• [The task]
Each line from the one that contains "As a courtesy, could you identify the white sock" to the end of the entries must be copied word for word, and only those lines.

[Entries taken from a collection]
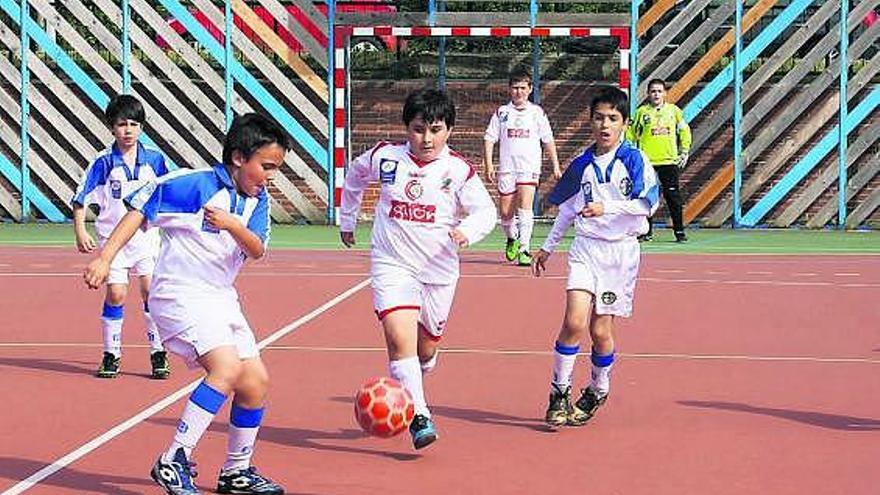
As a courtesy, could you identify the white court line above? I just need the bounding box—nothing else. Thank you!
[1,278,370,495]
[264,345,880,365]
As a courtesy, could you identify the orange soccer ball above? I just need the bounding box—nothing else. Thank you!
[354,377,415,437]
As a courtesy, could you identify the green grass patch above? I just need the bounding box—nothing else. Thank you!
[1,223,877,255]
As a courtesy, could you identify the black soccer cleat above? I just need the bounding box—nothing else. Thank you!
[568,387,607,426]
[96,352,121,378]
[545,384,573,428]
[216,466,284,494]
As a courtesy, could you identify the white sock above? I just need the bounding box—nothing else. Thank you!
[501,217,518,240]
[589,350,615,396]
[101,303,124,357]
[222,404,264,473]
[517,208,534,253]
[551,341,579,393]
[143,301,163,353]
[389,356,429,417]
[165,381,227,461]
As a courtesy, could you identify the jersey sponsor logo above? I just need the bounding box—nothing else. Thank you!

• [Answer section]
As a courtesy, could you identify the white sock above? I just need the bounding box—nothing else. Thank you!
[501,217,518,240]
[589,350,615,396]
[101,303,124,357]
[222,404,264,473]
[517,208,534,253]
[551,341,579,393]
[143,301,163,353]
[389,356,429,417]
[165,381,227,461]
As a courtesy, could you identify the jersey sponsor logo above? I just need the bounding box—nothing else. Thank you!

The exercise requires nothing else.